EXERCISE BRIEF:
Can you change every "Outlines" in the items below to "Polygons" and leave everything else untouched?

====== RECORDS TO USE ======

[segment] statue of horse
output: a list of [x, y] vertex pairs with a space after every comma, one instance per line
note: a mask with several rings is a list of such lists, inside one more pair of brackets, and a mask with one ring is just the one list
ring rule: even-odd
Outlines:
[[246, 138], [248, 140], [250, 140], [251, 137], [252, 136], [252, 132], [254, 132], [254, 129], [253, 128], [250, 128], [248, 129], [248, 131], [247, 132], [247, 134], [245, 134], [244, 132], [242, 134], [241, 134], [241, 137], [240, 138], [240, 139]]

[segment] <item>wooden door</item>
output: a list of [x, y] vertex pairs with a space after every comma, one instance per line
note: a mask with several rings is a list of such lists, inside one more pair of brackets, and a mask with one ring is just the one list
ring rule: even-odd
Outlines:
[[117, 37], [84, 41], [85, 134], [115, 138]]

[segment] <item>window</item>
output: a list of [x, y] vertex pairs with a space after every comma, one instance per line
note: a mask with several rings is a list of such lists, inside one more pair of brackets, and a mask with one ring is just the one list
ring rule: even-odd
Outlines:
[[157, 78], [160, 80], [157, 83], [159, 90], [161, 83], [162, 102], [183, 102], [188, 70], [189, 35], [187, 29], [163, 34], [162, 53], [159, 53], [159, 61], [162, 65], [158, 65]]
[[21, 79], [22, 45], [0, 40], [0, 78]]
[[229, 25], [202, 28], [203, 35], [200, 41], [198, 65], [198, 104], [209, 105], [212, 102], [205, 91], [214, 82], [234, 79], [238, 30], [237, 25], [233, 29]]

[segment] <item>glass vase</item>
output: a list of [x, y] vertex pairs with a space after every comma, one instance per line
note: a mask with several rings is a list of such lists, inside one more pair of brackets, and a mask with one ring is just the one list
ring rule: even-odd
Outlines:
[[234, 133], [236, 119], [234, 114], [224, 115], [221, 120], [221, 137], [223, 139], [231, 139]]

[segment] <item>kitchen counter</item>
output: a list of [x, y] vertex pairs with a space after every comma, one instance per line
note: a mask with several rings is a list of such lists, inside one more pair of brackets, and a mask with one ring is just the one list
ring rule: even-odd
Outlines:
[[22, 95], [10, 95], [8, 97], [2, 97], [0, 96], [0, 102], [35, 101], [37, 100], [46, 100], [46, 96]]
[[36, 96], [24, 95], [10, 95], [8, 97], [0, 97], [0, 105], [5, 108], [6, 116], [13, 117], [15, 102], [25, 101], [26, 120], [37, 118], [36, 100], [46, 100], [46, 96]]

======

TASK RESULT:
[segment] statue of horse
output: a list of [x, y] vertex pairs with a space after every comma, one instance per line
note: a mask with several rings is a list of such lists, inside one more pair of brackets, and a mask with one ring is just the one list
ring rule: even-odd
Polygons:
[[246, 138], [248, 140], [250, 140], [251, 137], [252, 136], [252, 132], [254, 132], [254, 129], [253, 128], [250, 128], [248, 129], [248, 131], [247, 132], [247, 134], [245, 134], [244, 132], [242, 134], [241, 134], [241, 137], [240, 138], [240, 139]]

[segment] <item>wooden door</item>
output: a list of [x, y] vertex pairs with a space after every comma, one instance per line
note: a mask with several rings is a list of such lists, inside one more pair of brackets, and a mask with one ring is just the one list
ring rule: even-odd
Polygons:
[[117, 37], [84, 41], [85, 134], [115, 138]]

[segment] <item>window</item>
output: a list of [x, y] vertex pairs with a space after every comma, one instance per line
note: a mask with several rings is a list of such lists, inside one more pair of brackets, and a mask with one ring is just the one list
ring rule: even-odd
Polygons:
[[157, 78], [160, 80], [157, 83], [159, 90], [161, 83], [162, 102], [183, 102], [188, 70], [189, 35], [187, 29], [163, 34], [162, 53], [159, 53], [159, 61], [162, 65], [158, 65]]
[[21, 79], [22, 45], [0, 40], [0, 78]]
[[229, 25], [202, 28], [203, 35], [200, 41], [198, 65], [198, 104], [209, 105], [212, 102], [205, 91], [214, 82], [234, 79], [238, 30], [237, 25], [233, 29]]

[segment] <item>glass vase</item>
output: a list of [x, y] vertex pairs with a space after every comma, one instance per line
note: a mask with several rings is a list of such lists, inside one more pair of brackets, and a mask with one ring is just the one list
ring rule: even-odd
Polygons:
[[234, 133], [236, 119], [234, 114], [224, 115], [221, 120], [221, 137], [223, 139], [231, 139]]

[segment] <item>kitchen counter</item>
output: a list of [x, y] vertex pairs with a space after every comma, one instance per line
note: a mask with several rings is a list of such lists, inside one more pair of brackets, and a mask with one ring is just the one list
ring rule: even-odd
Polygons:
[[22, 95], [10, 95], [8, 97], [2, 97], [0, 96], [0, 102], [35, 101], [37, 100], [46, 100], [46, 96]]
[[36, 96], [24, 95], [10, 95], [8, 97], [0, 97], [0, 105], [5, 108], [6, 116], [13, 117], [15, 102], [25, 101], [26, 120], [37, 118], [36, 100], [46, 100], [46, 96]]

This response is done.